Items from a dataset:
* * * * * * *
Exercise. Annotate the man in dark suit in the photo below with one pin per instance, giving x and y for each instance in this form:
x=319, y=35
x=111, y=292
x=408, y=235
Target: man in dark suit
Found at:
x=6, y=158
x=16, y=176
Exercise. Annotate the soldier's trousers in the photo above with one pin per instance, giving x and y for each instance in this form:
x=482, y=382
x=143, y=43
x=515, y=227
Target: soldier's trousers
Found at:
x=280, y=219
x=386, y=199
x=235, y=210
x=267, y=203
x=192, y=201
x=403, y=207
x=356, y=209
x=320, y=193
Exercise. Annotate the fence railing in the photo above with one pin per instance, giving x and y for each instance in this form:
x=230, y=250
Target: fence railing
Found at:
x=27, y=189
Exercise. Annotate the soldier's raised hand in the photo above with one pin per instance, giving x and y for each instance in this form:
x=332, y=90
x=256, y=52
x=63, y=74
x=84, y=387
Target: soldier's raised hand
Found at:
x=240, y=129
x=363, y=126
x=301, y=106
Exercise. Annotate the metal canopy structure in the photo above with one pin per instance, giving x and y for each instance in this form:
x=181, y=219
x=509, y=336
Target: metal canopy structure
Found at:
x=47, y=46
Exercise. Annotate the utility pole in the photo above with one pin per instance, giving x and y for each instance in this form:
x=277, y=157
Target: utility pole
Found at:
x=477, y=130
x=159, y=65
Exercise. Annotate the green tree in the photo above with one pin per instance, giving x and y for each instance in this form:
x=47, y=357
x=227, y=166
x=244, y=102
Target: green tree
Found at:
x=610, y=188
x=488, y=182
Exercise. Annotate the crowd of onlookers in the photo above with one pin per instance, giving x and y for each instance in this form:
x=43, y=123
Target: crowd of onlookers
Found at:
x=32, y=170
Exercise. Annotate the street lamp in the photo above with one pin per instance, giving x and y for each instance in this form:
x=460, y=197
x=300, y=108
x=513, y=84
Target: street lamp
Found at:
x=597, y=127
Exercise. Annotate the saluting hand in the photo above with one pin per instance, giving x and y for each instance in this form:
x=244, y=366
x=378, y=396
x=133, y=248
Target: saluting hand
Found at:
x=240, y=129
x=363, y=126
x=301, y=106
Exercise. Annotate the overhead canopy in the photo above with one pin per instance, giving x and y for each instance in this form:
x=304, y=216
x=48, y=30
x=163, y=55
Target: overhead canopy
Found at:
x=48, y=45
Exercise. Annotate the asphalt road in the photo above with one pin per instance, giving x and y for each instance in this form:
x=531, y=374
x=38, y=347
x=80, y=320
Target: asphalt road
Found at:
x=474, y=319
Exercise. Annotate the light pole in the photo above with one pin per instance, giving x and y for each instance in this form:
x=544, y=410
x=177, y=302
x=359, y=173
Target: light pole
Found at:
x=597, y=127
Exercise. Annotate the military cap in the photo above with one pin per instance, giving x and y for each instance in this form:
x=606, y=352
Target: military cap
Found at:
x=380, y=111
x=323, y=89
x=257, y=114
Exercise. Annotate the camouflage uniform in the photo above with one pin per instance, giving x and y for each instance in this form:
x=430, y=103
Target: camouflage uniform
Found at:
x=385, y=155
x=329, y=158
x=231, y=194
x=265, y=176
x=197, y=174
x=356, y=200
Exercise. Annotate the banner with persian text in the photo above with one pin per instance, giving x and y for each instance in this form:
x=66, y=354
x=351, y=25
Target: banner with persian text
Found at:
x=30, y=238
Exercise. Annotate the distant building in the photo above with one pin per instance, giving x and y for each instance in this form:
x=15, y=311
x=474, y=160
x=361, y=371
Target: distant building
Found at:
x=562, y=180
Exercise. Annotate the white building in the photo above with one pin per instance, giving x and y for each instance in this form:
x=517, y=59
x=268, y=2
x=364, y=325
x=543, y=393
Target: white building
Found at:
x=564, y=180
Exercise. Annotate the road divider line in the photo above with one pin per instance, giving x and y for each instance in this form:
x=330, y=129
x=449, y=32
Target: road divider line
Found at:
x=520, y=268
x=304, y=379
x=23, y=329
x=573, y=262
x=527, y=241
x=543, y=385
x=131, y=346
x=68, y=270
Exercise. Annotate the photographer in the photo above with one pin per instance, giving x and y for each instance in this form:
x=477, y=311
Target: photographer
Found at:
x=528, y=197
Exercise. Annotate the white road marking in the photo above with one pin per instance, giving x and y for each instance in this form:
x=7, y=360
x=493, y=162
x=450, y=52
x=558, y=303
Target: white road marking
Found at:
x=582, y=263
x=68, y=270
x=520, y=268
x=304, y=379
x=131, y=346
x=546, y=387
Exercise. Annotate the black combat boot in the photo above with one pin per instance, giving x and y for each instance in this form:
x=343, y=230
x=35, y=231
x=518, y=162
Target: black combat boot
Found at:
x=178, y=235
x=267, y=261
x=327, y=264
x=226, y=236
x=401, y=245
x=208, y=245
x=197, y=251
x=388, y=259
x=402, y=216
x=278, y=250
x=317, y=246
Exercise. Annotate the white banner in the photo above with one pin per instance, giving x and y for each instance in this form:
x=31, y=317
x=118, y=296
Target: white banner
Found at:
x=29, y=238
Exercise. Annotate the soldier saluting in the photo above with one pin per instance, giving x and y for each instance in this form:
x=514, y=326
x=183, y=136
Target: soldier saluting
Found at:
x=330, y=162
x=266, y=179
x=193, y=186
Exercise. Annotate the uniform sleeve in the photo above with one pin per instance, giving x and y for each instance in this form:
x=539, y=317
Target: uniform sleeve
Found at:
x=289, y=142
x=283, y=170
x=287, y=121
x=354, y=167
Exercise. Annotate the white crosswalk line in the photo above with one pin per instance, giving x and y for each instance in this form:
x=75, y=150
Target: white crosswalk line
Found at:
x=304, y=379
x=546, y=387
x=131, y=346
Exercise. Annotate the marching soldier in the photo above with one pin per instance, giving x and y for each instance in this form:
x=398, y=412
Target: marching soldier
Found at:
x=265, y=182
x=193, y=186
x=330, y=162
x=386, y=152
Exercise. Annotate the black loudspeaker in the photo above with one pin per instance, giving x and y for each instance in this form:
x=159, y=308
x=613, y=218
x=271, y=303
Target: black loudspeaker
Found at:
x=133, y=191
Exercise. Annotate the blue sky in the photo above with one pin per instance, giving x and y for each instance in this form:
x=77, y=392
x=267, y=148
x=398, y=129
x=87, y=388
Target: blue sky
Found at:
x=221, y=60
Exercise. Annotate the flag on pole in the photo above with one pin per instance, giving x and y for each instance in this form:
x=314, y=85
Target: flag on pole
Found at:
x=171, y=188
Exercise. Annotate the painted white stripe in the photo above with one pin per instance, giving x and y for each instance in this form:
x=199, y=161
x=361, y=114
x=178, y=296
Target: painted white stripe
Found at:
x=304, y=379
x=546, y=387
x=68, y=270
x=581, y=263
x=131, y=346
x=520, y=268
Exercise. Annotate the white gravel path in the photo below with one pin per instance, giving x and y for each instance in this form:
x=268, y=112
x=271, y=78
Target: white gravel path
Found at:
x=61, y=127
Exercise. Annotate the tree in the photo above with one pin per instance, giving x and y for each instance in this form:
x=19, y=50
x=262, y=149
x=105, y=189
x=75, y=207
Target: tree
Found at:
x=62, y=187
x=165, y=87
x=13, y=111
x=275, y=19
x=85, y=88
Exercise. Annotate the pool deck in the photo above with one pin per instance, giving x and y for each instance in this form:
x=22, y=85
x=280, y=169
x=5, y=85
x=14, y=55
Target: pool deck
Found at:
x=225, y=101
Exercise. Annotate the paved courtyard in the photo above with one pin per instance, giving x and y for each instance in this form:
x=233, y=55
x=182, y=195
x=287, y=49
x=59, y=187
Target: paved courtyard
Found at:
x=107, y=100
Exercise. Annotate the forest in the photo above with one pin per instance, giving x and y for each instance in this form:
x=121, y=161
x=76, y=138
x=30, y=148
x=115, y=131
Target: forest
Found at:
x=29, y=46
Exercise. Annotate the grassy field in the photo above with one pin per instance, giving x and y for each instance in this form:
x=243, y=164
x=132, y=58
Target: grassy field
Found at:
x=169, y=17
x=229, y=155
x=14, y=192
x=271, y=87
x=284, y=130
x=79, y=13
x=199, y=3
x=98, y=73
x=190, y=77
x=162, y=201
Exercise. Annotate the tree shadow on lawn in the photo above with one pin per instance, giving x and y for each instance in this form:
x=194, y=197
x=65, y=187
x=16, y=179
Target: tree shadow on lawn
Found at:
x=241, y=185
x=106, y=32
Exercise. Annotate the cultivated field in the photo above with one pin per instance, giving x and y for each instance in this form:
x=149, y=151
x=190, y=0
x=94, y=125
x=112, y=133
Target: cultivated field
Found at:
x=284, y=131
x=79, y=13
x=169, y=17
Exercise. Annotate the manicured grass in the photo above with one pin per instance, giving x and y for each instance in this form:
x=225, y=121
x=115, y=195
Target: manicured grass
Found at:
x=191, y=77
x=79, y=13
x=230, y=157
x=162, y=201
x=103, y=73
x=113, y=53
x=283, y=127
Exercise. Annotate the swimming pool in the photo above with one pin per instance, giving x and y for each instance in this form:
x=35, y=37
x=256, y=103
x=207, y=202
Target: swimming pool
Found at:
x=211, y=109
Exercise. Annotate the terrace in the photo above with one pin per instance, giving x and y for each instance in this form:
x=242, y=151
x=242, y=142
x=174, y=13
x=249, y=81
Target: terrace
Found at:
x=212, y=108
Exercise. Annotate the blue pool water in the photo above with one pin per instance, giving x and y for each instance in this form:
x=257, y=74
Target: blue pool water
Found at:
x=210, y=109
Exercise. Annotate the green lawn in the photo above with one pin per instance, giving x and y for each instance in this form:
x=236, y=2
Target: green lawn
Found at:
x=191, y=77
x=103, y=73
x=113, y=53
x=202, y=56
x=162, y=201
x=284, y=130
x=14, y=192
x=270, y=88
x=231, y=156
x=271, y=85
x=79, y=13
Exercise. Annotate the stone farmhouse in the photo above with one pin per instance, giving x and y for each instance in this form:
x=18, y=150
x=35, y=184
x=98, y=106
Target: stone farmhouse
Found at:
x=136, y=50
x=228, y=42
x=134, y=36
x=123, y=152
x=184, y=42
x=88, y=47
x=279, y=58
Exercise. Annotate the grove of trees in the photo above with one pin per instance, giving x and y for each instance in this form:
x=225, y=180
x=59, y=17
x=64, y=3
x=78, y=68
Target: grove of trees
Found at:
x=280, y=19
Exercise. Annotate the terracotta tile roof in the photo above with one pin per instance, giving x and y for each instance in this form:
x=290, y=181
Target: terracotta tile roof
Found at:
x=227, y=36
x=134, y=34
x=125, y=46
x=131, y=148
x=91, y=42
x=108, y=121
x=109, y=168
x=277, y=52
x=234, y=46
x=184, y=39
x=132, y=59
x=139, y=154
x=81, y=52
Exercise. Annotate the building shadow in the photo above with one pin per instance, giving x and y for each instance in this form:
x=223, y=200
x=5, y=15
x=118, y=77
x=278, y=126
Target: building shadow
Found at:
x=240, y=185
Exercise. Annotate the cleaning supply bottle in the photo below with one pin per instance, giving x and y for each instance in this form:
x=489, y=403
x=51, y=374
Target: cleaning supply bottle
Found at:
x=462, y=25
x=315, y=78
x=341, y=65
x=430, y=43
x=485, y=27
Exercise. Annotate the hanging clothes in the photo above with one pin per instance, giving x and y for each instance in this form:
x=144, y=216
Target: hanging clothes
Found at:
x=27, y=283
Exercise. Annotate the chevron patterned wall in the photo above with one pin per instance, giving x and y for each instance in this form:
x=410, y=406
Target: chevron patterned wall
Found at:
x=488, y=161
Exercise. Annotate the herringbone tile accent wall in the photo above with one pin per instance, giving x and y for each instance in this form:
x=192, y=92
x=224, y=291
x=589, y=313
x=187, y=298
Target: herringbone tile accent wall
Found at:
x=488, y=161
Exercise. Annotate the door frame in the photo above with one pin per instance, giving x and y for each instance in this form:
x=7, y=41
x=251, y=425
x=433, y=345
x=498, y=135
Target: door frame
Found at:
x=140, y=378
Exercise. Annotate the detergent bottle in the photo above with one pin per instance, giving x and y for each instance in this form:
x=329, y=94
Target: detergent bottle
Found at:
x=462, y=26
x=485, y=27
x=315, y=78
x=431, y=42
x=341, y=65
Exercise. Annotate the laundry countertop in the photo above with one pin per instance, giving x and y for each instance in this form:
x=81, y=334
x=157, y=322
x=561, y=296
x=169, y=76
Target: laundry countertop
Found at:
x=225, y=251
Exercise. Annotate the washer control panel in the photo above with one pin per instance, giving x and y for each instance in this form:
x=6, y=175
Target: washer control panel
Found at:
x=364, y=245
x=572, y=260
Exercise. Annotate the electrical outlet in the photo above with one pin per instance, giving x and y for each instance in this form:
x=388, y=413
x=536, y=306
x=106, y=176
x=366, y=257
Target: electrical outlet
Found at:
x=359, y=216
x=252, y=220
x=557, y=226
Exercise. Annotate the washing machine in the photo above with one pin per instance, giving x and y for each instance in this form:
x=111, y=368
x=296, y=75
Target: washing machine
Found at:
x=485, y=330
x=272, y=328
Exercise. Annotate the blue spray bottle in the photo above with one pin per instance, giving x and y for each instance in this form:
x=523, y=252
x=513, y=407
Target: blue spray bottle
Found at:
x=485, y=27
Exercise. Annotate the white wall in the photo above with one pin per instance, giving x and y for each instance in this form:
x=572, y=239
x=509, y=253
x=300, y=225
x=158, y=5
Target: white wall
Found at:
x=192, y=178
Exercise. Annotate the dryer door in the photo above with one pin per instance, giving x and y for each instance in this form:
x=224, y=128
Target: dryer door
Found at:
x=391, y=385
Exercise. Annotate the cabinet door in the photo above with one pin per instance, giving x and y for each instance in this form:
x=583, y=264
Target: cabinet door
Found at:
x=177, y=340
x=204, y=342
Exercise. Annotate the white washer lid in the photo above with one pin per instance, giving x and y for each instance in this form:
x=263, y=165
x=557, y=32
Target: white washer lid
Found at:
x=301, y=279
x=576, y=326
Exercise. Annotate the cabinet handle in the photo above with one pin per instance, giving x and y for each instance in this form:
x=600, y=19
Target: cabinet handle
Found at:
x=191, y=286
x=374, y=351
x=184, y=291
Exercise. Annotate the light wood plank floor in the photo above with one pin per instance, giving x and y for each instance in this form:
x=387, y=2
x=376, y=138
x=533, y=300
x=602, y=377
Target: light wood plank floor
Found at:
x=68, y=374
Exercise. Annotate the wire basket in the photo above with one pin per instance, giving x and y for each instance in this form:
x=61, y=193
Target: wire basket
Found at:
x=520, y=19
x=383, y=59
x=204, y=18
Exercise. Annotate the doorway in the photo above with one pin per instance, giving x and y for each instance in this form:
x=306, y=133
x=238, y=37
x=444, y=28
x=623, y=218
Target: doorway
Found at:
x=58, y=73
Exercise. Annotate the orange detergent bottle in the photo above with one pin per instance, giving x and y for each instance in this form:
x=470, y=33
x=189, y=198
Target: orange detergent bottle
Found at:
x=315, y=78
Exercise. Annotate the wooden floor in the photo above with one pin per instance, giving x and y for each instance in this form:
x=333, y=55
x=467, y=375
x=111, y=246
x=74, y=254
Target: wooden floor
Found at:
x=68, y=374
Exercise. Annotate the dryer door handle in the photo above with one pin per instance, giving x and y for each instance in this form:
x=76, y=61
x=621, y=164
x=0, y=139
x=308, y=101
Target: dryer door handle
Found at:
* * * * * * *
**ASSIGNMENT**
Write out word for word only the lines from the start of the entries down to the line with "Target: green tree", please, including both ends.

**TASK ANSWER**
Exercise. Annotate the man in dark suit in the photo below with one pin per instance, giving x and y for each instance in this form:
x=319, y=35
x=111, y=292
x=408, y=235
Target: man in dark suit
Found at:
x=6, y=158
x=16, y=176
Exercise. Annotate the soldier's trousers in the photo above with one pin per instance, giving x and y for each instance in this form:
x=482, y=382
x=143, y=43
x=515, y=227
Target: soldier's trousers
Found at:
x=280, y=219
x=386, y=199
x=235, y=210
x=267, y=203
x=192, y=201
x=403, y=207
x=356, y=209
x=320, y=193
Exercise. Annotate the fence railing in the photo above with one pin per instance, giving x and y for each instance in this form:
x=230, y=250
Target: fence railing
Found at:
x=27, y=189
Exercise. Annotate the soldier's raised hand in the photo above with one pin per instance, giving x and y for each instance in this form:
x=332, y=90
x=256, y=52
x=63, y=74
x=84, y=387
Target: soldier's raised hand
Found at:
x=240, y=129
x=363, y=126
x=301, y=106
Exercise. Annotate the metal canopy structure in the photo above with one pin per instance, giving x and y for each instance in this form:
x=181, y=219
x=509, y=336
Target: metal canopy structure
Found at:
x=47, y=46
Exercise. Annotate the utility pole in the photo above with one pin per instance, giving x and y for each instance in this form:
x=277, y=157
Target: utility pole
Found at:
x=477, y=130
x=159, y=65
Exercise. Annotate the green tree in the photo above with one pin per instance, giving x and y for each instance in this form:
x=47, y=357
x=227, y=166
x=244, y=102
Target: green tree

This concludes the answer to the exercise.